Up to and including the line that contains "pixel 262 341", reproduce every line exactly, beginning with the first line below.
*** Given information Section Begins ***
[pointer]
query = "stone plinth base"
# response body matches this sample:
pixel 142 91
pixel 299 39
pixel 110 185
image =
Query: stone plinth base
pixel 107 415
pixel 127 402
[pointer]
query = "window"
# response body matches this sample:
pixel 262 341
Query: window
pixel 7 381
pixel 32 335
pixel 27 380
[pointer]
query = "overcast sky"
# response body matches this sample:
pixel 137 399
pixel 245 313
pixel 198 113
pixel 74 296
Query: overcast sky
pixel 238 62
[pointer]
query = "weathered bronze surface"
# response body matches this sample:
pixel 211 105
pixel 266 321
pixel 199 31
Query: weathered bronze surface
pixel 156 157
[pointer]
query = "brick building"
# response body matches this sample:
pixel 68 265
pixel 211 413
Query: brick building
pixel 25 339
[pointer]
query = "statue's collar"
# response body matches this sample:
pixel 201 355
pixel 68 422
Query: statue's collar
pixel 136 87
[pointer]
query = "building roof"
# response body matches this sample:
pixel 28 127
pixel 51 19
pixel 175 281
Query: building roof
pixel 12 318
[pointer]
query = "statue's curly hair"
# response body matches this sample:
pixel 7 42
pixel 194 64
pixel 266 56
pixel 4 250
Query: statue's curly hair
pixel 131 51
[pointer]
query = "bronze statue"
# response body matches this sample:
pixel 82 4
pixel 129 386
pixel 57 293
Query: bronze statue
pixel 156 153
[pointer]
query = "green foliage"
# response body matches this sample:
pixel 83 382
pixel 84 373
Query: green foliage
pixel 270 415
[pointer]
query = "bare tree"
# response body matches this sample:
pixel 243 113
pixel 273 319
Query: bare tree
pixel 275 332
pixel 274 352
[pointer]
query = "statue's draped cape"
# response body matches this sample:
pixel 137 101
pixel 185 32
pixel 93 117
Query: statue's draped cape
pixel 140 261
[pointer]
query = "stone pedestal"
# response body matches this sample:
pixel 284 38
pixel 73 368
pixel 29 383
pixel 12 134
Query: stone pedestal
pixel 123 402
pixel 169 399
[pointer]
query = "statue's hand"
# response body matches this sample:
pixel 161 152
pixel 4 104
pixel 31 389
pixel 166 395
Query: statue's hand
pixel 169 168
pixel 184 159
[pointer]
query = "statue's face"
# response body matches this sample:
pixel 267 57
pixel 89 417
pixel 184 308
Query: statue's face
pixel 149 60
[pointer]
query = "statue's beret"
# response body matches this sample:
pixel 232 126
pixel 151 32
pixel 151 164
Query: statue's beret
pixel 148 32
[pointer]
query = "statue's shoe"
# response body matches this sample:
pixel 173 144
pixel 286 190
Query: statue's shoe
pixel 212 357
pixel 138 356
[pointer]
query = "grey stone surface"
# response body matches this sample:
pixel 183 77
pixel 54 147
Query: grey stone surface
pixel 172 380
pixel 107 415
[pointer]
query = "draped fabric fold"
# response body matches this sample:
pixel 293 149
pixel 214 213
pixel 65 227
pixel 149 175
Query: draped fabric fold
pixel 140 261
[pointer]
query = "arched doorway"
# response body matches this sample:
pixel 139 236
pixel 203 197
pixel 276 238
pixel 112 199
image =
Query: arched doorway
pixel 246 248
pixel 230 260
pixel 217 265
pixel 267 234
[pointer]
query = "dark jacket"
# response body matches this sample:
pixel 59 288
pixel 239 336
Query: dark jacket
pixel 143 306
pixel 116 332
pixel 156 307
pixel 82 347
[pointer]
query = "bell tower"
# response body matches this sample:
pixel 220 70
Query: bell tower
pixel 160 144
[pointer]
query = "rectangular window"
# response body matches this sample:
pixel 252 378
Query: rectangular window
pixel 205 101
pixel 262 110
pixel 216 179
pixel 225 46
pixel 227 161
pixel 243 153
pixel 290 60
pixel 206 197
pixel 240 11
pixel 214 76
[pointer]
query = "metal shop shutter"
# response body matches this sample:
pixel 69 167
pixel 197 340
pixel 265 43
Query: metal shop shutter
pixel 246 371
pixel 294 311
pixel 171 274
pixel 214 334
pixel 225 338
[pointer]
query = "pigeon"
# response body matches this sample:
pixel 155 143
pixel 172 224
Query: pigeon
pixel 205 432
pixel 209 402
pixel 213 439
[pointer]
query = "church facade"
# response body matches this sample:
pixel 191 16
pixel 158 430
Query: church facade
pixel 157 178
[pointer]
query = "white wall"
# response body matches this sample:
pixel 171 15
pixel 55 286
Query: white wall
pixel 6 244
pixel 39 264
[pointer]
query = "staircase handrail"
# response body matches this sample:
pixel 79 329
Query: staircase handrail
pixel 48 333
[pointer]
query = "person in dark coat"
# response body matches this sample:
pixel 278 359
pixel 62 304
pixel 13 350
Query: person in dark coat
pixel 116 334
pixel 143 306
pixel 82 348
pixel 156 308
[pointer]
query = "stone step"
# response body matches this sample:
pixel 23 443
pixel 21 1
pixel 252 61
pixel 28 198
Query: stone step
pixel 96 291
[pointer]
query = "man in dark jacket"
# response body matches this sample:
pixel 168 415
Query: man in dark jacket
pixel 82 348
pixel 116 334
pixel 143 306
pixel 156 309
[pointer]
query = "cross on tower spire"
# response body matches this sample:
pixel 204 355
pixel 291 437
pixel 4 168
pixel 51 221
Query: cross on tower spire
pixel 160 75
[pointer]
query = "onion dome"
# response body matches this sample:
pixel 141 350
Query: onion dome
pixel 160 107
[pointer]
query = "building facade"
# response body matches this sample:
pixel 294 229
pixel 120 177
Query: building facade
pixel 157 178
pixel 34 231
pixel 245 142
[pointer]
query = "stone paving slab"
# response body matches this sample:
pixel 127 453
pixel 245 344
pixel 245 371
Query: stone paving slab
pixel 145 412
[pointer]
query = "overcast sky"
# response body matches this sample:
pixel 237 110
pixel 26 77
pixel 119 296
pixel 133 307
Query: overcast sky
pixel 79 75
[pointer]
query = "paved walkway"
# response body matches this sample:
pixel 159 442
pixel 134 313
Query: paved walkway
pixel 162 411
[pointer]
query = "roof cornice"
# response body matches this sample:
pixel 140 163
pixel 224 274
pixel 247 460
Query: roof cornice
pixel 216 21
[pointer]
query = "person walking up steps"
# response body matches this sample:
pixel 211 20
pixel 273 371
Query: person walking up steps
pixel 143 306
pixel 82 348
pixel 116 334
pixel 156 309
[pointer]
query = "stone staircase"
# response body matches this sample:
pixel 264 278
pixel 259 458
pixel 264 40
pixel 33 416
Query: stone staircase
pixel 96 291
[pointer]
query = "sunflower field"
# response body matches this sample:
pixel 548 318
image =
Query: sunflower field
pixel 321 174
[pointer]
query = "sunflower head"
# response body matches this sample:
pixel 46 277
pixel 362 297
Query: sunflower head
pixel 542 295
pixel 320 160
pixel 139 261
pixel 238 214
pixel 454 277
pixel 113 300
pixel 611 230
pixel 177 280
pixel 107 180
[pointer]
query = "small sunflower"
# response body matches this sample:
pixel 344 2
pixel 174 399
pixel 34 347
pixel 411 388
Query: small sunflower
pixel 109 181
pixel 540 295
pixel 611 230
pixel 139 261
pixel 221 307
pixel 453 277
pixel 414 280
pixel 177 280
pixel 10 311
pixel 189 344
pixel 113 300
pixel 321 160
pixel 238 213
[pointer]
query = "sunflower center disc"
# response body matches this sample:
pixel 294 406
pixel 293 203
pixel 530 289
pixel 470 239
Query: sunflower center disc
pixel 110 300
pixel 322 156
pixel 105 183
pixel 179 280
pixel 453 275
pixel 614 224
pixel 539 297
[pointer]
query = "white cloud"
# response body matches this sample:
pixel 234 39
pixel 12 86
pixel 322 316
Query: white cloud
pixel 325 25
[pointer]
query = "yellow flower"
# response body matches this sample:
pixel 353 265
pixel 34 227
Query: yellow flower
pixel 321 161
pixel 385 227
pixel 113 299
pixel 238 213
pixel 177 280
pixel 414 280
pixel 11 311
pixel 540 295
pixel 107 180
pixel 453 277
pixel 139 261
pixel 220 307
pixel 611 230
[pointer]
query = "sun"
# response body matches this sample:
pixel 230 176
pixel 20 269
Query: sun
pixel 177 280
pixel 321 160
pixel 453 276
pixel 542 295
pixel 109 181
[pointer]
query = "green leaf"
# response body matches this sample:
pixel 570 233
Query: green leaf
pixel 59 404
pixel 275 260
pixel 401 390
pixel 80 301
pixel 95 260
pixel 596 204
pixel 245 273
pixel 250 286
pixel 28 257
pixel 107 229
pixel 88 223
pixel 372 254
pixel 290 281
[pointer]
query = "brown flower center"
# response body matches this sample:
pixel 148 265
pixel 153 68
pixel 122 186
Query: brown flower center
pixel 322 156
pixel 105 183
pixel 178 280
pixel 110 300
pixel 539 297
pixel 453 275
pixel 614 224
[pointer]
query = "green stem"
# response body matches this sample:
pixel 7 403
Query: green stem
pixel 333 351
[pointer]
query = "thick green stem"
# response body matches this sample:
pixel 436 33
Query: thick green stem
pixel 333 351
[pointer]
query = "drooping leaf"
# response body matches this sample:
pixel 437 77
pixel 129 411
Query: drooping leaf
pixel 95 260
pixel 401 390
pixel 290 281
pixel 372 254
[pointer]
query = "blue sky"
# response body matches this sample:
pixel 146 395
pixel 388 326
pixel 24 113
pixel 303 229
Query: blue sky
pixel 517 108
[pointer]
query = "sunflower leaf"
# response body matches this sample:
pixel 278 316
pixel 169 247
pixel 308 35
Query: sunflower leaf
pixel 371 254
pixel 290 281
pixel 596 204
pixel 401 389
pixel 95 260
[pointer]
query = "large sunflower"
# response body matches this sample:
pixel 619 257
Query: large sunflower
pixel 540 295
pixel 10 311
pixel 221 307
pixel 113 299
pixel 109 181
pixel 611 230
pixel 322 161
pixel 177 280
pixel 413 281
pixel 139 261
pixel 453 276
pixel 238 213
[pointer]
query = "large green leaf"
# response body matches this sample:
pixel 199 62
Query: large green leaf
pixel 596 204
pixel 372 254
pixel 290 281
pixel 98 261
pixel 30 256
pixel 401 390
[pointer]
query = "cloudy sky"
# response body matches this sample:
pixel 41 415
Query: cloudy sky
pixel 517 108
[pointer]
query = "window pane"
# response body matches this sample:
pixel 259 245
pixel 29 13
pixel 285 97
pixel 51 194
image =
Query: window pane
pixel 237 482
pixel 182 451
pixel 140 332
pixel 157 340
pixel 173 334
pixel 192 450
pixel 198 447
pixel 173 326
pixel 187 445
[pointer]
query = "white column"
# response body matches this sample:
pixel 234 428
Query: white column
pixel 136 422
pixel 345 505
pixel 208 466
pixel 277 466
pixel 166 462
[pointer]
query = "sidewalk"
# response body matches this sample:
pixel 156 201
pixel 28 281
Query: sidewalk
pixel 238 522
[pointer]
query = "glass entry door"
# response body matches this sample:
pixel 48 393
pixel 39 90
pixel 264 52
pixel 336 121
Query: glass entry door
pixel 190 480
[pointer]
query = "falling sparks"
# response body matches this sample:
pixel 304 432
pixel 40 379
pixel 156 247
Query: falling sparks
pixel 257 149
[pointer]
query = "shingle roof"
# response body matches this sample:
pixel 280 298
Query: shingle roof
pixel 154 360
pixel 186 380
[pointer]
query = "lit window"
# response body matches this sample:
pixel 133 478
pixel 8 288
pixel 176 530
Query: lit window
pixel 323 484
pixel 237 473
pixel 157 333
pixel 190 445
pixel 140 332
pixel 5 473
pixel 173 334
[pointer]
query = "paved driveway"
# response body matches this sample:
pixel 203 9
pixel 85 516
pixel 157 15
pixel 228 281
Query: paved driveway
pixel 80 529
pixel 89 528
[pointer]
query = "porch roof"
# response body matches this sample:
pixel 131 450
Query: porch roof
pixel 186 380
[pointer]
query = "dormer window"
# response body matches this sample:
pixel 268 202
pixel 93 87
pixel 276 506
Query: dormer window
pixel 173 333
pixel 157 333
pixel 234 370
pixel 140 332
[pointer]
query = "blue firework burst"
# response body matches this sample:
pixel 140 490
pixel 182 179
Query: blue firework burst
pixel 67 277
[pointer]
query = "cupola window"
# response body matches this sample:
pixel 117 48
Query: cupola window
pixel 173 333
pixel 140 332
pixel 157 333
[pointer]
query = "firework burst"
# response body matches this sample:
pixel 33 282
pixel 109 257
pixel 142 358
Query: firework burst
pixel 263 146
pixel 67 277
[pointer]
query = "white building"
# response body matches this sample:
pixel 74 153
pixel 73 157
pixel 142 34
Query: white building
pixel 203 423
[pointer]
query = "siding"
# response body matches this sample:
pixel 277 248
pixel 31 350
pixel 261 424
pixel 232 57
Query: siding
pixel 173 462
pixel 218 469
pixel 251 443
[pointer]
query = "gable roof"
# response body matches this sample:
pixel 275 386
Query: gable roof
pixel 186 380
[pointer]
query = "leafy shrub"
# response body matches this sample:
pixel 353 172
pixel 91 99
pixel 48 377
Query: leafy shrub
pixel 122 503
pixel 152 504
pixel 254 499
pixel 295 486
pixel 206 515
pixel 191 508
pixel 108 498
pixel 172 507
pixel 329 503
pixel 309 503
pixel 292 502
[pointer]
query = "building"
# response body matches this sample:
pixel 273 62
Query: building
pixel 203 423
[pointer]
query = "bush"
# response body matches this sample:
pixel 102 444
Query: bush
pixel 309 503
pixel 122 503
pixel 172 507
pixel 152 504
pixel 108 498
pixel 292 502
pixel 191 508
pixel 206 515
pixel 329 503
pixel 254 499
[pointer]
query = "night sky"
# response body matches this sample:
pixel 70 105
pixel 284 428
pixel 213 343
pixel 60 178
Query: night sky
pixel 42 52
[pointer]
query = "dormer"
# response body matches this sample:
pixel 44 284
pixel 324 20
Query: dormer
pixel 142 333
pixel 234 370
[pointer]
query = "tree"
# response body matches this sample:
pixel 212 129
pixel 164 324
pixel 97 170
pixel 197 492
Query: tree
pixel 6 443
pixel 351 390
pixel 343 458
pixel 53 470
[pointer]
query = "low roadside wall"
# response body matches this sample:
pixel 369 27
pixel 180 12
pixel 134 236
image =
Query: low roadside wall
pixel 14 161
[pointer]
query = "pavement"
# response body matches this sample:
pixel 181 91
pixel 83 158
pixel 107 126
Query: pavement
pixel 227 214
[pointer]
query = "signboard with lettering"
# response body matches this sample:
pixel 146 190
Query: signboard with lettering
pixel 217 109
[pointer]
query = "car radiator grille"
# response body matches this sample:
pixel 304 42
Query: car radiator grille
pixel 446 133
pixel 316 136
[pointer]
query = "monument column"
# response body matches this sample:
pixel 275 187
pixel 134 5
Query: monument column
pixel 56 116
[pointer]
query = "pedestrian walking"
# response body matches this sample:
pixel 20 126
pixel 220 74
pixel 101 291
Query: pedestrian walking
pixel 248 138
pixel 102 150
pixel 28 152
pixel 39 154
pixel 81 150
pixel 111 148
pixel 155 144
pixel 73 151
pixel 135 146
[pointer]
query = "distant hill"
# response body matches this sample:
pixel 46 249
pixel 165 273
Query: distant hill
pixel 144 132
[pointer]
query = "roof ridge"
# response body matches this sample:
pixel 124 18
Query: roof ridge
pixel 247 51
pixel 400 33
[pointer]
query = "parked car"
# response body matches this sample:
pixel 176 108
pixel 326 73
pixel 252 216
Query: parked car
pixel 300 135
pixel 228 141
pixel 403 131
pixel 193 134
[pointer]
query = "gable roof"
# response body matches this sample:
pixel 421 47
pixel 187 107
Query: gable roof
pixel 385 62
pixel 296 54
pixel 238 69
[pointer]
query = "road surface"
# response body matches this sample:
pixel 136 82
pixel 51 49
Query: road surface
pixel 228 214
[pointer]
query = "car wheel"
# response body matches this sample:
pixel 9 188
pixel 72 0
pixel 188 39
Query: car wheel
*** Given information Section Ends ***
- Written response:
[pointer]
query = "stone plinth base"
# response body matches this sample:
pixel 142 91
pixel 299 39
pixel 110 185
image =
Query: stone plinth base
pixel 107 415
pixel 127 402
[pointer]
query = "window"
# response body matches this sample:
pixel 262 341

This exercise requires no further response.